Your answer must be an exact copy of every record below.

Stored records
-----

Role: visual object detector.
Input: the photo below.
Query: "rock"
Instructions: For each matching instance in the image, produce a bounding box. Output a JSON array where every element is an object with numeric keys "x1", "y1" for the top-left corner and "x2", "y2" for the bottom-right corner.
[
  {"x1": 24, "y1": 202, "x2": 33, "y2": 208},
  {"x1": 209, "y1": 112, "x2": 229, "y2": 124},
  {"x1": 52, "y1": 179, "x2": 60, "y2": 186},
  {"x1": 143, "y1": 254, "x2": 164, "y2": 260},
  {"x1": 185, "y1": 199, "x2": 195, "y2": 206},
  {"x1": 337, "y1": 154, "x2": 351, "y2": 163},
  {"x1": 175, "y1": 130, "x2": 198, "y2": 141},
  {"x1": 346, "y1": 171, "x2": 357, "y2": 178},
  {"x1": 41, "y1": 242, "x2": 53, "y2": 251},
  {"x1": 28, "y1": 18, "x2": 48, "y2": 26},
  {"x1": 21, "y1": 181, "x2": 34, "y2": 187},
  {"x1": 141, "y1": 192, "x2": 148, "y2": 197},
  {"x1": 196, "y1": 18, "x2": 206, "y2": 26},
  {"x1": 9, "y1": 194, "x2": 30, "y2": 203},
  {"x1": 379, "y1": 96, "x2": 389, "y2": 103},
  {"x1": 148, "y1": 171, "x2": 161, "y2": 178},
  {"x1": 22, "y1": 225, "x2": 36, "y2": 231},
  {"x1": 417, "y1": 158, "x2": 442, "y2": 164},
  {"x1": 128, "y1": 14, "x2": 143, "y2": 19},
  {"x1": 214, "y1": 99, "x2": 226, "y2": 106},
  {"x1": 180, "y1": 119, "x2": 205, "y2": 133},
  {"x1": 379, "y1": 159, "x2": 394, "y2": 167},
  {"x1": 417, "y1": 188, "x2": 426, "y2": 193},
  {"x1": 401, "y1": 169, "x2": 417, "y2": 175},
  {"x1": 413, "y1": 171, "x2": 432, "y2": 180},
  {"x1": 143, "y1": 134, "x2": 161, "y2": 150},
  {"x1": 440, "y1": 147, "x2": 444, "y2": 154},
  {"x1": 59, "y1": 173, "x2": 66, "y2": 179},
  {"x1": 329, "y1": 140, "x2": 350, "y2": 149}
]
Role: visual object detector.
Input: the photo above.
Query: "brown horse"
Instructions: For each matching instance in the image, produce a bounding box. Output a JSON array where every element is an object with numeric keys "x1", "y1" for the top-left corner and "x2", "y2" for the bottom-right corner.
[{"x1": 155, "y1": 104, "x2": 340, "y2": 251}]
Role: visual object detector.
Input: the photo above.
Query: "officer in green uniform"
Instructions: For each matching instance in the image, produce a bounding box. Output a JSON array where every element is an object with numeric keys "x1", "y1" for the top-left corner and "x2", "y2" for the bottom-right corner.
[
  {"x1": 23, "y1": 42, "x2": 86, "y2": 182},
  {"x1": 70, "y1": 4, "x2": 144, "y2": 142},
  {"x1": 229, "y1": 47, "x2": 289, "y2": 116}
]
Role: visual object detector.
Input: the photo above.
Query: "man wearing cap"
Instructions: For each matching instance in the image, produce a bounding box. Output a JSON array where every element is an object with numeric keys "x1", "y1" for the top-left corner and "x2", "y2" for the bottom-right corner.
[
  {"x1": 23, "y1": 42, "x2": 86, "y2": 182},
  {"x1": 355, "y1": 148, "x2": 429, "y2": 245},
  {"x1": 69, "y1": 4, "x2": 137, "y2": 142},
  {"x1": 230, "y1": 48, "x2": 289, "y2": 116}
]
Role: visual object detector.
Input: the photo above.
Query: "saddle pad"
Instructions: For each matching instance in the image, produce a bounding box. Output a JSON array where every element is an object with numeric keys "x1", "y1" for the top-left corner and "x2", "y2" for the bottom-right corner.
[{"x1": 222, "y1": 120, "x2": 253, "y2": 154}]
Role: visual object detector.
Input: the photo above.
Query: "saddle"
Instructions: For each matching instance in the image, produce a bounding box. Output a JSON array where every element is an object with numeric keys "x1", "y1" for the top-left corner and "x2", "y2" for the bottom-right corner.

-----

▶ **Response area**:
Role: visual object detector.
Input: the photo below.
Query: "rock"
Instructions: For each matching instance in the image, produce a bounding box. Output a JSON array where every element is an object with numeric keys "x1", "y1" for the top-left corner and "x2", "y2" for the bottom-right corner.
[
  {"x1": 24, "y1": 202, "x2": 33, "y2": 208},
  {"x1": 209, "y1": 112, "x2": 229, "y2": 124},
  {"x1": 52, "y1": 179, "x2": 60, "y2": 186},
  {"x1": 143, "y1": 254, "x2": 164, "y2": 260},
  {"x1": 185, "y1": 199, "x2": 195, "y2": 206},
  {"x1": 337, "y1": 154, "x2": 351, "y2": 163},
  {"x1": 175, "y1": 130, "x2": 198, "y2": 141},
  {"x1": 346, "y1": 171, "x2": 357, "y2": 178},
  {"x1": 41, "y1": 242, "x2": 53, "y2": 251},
  {"x1": 28, "y1": 18, "x2": 48, "y2": 26},
  {"x1": 21, "y1": 181, "x2": 34, "y2": 187},
  {"x1": 141, "y1": 192, "x2": 148, "y2": 197},
  {"x1": 196, "y1": 18, "x2": 206, "y2": 26},
  {"x1": 9, "y1": 194, "x2": 30, "y2": 203},
  {"x1": 379, "y1": 96, "x2": 389, "y2": 103},
  {"x1": 148, "y1": 171, "x2": 161, "y2": 178},
  {"x1": 22, "y1": 225, "x2": 36, "y2": 231},
  {"x1": 417, "y1": 158, "x2": 442, "y2": 164},
  {"x1": 128, "y1": 14, "x2": 143, "y2": 19},
  {"x1": 214, "y1": 99, "x2": 226, "y2": 106},
  {"x1": 180, "y1": 119, "x2": 205, "y2": 133},
  {"x1": 379, "y1": 159, "x2": 394, "y2": 167},
  {"x1": 417, "y1": 188, "x2": 426, "y2": 193},
  {"x1": 401, "y1": 169, "x2": 417, "y2": 175},
  {"x1": 413, "y1": 171, "x2": 432, "y2": 180},
  {"x1": 143, "y1": 134, "x2": 161, "y2": 150},
  {"x1": 440, "y1": 147, "x2": 444, "y2": 154},
  {"x1": 59, "y1": 173, "x2": 66, "y2": 179},
  {"x1": 329, "y1": 140, "x2": 350, "y2": 149}
]
Role: visual object detector.
Input: the photo above.
Query: "brown horse"
Instructions: For each matching instance in the image, produce a bounding box. Output a JSON array where every element is an object with numeric keys "x1", "y1" for the top-left corner and "x2", "y2" for the bottom-right corner.
[{"x1": 155, "y1": 104, "x2": 340, "y2": 251}]
Role: visual object detector.
Input: the photo above.
Query: "officer in green uniform"
Instructions: For each matching instance in the image, produce a bounding box. Output a JSON array where every element is an object with numeric keys "x1", "y1" for the top-left corner and "x2", "y2" for the bottom-right corner.
[
  {"x1": 23, "y1": 42, "x2": 86, "y2": 182},
  {"x1": 70, "y1": 4, "x2": 144, "y2": 142},
  {"x1": 229, "y1": 47, "x2": 289, "y2": 116}
]
Role: visual object detector.
Input: the photo above.
Query: "man wearing cap"
Instructions: For each matching instance in the image, produce a bounding box. Output a JSON array where every element is an object with numeric keys "x1", "y1" for the top-left corner and "x2", "y2" for the bottom-right corner.
[
  {"x1": 23, "y1": 42, "x2": 86, "y2": 182},
  {"x1": 355, "y1": 148, "x2": 429, "y2": 245},
  {"x1": 69, "y1": 4, "x2": 137, "y2": 142},
  {"x1": 230, "y1": 48, "x2": 289, "y2": 116}
]
Role: visual object detector.
Input: the photo above.
Query: "saddle pad"
Instructions: For each matching instance in the image, produce a bounding box. Output a JSON array where every element is an object with numeric keys "x1", "y1" for the top-left corner and "x2", "y2" for the bottom-right corner.
[{"x1": 222, "y1": 120, "x2": 253, "y2": 154}]
Role: visual object detector.
Input: the photo above.
Query: "saddle"
Instructions: For each matching instance in the image, produce a bounding box. Output a JSON array where every element is an object with numeric keys "x1", "y1" for the top-left corner and "x2", "y2" for the bottom-right corner.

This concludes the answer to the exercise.